* _Your assignment_:
Once you find the line containing "Practice step: locate the black backpack", please retype it and every line after it to the end of the entries, exactly and with nothing added.

* _Data for this exercise_:
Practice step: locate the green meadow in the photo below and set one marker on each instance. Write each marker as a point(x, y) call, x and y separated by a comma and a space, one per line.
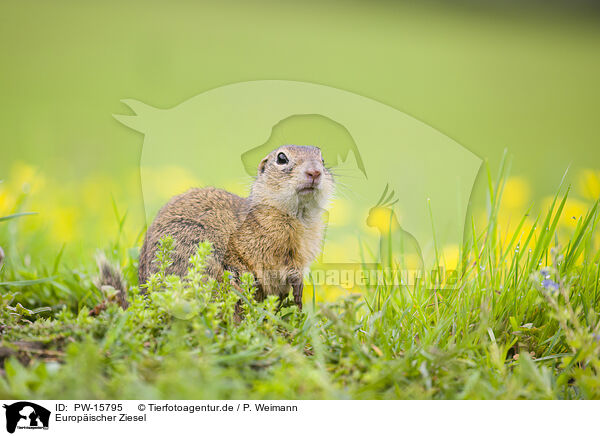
point(519, 320)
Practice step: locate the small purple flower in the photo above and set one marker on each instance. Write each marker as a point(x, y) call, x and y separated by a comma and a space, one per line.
point(550, 285)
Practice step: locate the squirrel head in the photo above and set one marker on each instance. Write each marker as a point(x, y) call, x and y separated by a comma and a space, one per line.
point(294, 178)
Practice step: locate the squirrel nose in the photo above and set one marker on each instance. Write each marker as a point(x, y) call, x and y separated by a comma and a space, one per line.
point(313, 175)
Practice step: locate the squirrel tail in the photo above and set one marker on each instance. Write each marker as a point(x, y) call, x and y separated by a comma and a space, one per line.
point(111, 276)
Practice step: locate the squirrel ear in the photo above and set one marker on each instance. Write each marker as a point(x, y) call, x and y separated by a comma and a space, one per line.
point(261, 165)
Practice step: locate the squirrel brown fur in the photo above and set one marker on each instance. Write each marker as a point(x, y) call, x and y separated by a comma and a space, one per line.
point(274, 234)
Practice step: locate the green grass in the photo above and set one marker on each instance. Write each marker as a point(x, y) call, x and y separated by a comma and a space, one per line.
point(522, 322)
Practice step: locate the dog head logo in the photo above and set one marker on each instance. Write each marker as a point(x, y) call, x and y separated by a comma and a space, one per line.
point(26, 415)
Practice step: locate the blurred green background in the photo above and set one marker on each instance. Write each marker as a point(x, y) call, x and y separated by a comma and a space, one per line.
point(491, 77)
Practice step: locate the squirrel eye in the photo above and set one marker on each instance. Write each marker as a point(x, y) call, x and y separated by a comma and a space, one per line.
point(282, 159)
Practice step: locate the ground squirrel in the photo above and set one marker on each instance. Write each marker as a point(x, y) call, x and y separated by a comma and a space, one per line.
point(274, 234)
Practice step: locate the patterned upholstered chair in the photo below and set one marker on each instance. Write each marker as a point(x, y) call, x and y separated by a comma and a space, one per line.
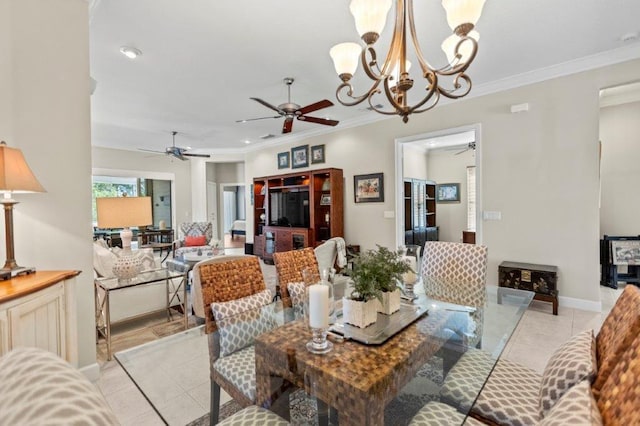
point(188, 235)
point(289, 267)
point(517, 395)
point(233, 288)
point(463, 267)
point(456, 273)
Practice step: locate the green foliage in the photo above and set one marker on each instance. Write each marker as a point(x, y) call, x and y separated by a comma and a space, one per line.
point(376, 271)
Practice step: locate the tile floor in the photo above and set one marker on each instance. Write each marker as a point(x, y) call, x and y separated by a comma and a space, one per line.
point(534, 341)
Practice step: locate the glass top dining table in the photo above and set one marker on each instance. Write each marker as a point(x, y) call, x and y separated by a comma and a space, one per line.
point(388, 382)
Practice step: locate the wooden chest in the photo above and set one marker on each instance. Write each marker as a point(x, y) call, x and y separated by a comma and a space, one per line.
point(541, 279)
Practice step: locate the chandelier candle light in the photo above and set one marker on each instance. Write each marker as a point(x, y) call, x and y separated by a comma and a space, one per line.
point(370, 17)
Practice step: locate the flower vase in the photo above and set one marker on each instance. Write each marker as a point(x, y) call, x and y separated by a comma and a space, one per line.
point(360, 314)
point(390, 302)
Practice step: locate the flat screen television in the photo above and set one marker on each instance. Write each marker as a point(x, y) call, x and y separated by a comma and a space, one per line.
point(289, 209)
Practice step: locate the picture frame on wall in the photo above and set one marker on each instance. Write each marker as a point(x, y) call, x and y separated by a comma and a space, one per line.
point(368, 188)
point(283, 160)
point(325, 200)
point(448, 193)
point(300, 156)
point(317, 154)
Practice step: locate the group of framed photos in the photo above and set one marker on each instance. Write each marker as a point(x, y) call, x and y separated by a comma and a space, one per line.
point(301, 156)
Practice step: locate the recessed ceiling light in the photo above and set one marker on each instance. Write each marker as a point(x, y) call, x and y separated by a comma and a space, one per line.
point(130, 52)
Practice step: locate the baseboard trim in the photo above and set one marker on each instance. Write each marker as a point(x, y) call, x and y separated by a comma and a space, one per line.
point(91, 371)
point(564, 301)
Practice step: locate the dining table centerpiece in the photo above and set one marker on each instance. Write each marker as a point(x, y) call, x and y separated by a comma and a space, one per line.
point(375, 275)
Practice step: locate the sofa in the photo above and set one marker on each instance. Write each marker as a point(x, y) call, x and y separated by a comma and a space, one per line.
point(38, 388)
point(131, 301)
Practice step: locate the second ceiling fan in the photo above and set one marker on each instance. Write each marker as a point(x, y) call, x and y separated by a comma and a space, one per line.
point(290, 110)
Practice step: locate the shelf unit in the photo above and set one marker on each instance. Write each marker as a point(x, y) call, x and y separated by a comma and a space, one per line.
point(420, 224)
point(325, 211)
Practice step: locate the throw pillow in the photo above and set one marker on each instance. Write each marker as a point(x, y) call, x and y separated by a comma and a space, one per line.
point(193, 241)
point(240, 321)
point(571, 363)
point(103, 260)
point(576, 407)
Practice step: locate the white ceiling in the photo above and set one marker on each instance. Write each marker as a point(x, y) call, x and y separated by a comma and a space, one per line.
point(203, 59)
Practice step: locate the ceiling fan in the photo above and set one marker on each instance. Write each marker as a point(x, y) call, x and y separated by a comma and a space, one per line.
point(471, 145)
point(291, 110)
point(176, 151)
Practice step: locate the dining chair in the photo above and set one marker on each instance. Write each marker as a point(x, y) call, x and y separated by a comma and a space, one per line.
point(235, 285)
point(289, 270)
point(456, 273)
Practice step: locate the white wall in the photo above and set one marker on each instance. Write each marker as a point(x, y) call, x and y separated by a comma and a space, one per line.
point(620, 169)
point(414, 162)
point(540, 170)
point(446, 167)
point(44, 110)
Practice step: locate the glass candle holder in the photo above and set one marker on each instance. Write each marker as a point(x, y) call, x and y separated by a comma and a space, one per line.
point(317, 307)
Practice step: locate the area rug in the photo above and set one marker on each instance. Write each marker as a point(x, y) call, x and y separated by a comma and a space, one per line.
point(423, 388)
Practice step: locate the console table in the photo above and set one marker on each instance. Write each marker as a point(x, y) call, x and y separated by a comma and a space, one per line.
point(104, 286)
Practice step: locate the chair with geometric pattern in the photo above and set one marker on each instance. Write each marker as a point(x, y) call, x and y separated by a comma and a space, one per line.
point(463, 267)
point(289, 267)
point(231, 283)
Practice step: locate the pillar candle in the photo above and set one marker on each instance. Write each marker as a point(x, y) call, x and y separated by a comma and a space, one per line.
point(409, 277)
point(318, 306)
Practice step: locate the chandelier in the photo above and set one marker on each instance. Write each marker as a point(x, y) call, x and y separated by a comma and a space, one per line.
point(393, 74)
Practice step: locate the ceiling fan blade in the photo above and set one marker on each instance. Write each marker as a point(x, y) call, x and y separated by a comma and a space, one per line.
point(288, 123)
point(318, 120)
point(151, 150)
point(268, 105)
point(196, 155)
point(254, 119)
point(314, 107)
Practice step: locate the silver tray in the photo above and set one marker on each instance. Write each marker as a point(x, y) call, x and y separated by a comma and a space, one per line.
point(385, 327)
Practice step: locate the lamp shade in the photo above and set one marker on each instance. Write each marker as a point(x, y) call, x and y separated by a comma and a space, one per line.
point(449, 46)
point(345, 57)
point(123, 212)
point(15, 174)
point(370, 15)
point(462, 12)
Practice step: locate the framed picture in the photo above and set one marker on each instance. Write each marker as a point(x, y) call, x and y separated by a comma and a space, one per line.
point(625, 252)
point(368, 188)
point(317, 154)
point(448, 193)
point(283, 160)
point(299, 156)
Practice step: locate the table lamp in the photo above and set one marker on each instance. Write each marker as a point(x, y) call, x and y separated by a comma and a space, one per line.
point(124, 212)
point(15, 178)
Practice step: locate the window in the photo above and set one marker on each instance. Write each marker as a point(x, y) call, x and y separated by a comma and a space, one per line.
point(471, 198)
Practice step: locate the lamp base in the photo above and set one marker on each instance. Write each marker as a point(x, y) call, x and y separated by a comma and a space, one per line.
point(7, 274)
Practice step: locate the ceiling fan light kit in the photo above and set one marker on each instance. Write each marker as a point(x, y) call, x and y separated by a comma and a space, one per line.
point(290, 110)
point(392, 75)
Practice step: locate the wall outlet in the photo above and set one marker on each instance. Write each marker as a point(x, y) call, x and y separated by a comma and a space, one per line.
point(490, 215)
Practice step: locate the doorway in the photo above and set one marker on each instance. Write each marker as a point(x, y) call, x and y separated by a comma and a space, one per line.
point(443, 157)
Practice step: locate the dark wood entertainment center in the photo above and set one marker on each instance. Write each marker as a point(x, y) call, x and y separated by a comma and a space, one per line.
point(297, 210)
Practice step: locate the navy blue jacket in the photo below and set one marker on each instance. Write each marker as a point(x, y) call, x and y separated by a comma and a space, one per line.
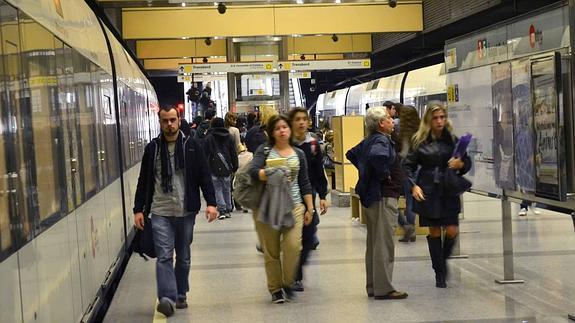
point(197, 174)
point(374, 157)
point(315, 170)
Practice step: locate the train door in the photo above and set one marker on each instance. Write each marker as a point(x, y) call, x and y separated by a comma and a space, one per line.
point(66, 99)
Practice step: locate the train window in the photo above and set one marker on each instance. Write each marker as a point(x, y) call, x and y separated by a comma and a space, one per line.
point(39, 64)
point(88, 147)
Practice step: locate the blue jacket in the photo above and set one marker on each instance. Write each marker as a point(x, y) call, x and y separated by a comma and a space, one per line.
point(374, 158)
point(197, 175)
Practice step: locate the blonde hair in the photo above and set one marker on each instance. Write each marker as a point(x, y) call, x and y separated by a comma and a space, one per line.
point(266, 112)
point(425, 125)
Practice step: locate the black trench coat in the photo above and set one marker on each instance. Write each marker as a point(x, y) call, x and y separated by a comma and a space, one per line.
point(431, 159)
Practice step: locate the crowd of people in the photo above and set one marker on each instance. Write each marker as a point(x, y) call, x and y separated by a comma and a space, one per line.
point(401, 155)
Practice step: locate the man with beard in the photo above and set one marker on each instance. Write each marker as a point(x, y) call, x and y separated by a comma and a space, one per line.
point(172, 172)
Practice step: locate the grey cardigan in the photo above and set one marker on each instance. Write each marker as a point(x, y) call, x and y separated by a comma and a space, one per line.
point(259, 162)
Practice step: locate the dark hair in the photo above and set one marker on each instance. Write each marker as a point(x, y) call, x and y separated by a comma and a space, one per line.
point(197, 120)
point(230, 120)
point(217, 122)
point(209, 114)
point(408, 122)
point(241, 122)
point(295, 111)
point(252, 119)
point(167, 108)
point(271, 125)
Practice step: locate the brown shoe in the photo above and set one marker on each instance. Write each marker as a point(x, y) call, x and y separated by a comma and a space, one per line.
point(392, 295)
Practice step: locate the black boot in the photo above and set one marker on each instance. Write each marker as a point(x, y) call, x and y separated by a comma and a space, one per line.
point(447, 249)
point(437, 261)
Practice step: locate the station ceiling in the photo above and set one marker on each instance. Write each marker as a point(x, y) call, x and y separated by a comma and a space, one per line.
point(165, 34)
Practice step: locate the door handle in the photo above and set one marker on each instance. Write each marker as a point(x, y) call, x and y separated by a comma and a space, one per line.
point(102, 154)
point(74, 165)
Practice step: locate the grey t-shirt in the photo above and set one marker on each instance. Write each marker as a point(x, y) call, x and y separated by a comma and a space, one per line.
point(168, 203)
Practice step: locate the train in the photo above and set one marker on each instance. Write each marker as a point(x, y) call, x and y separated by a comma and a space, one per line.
point(416, 87)
point(76, 112)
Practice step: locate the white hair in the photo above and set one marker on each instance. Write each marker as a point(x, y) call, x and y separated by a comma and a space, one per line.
point(373, 117)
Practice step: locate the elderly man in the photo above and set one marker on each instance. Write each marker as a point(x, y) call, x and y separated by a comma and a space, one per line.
point(378, 187)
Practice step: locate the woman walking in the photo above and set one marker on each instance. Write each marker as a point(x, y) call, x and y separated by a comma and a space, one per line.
point(437, 206)
point(285, 207)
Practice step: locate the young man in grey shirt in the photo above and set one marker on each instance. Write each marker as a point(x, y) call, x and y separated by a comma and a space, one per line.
point(172, 172)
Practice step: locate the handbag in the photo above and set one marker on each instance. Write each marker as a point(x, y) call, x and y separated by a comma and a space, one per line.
point(454, 184)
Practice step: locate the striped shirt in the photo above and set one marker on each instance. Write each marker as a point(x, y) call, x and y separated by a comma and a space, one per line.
point(293, 164)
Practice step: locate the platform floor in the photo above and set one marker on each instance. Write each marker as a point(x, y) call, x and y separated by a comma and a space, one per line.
point(228, 279)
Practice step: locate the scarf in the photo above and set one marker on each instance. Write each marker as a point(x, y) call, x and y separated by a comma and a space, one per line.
point(166, 167)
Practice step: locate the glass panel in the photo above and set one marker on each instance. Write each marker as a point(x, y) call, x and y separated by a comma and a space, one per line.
point(5, 234)
point(38, 64)
point(87, 145)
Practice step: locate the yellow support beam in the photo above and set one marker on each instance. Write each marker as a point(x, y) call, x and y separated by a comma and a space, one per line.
point(177, 48)
point(267, 20)
point(360, 43)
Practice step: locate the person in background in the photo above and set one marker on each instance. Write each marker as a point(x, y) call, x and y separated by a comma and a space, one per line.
point(230, 124)
point(223, 159)
point(252, 120)
point(310, 145)
point(256, 135)
point(524, 208)
point(378, 188)
point(433, 146)
point(409, 124)
point(195, 123)
point(241, 124)
point(280, 232)
point(202, 129)
point(172, 172)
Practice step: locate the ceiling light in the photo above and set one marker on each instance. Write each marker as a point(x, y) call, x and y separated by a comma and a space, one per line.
point(222, 8)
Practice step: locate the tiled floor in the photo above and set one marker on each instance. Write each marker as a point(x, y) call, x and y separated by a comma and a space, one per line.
point(228, 278)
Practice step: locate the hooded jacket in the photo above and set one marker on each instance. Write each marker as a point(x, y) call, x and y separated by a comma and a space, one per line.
point(197, 175)
point(378, 167)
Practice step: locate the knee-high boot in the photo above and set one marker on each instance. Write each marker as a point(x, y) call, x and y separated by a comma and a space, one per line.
point(448, 244)
point(437, 261)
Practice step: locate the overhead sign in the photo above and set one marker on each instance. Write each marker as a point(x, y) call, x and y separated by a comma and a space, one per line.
point(201, 78)
point(259, 67)
point(226, 67)
point(340, 64)
point(300, 75)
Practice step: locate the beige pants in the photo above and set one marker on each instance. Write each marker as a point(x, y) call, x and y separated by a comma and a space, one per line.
point(281, 272)
point(381, 218)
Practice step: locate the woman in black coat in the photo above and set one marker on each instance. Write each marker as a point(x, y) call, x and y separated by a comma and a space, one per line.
point(438, 207)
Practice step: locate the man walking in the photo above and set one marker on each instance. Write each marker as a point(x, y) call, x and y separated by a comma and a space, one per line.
point(378, 188)
point(172, 172)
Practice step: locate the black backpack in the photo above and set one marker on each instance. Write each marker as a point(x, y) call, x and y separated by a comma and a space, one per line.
point(219, 159)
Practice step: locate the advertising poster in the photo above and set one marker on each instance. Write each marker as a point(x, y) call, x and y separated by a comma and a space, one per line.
point(502, 111)
point(545, 125)
point(523, 130)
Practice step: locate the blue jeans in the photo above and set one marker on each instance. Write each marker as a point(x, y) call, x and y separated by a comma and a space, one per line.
point(409, 215)
point(173, 233)
point(223, 187)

* _Result_:
Practice step: locate the black backpack in the photo above and set one marker on each instance. Write each marker as a point(x, y) call, x and y separated by a comma and a space, one per line.
point(219, 159)
Practice step: locate the advertising poster in the photo above and set one marker on each instance. Write each marker as a point(x, y) call, x and y separated by a comma and a space, one per line.
point(502, 111)
point(545, 125)
point(523, 130)
Practice step: locate the blue jeans in the photo above and set one marker on each instance. Write each marker as a point(x, y) call, x and y separated by a comma and a space, one per line.
point(409, 215)
point(173, 233)
point(223, 187)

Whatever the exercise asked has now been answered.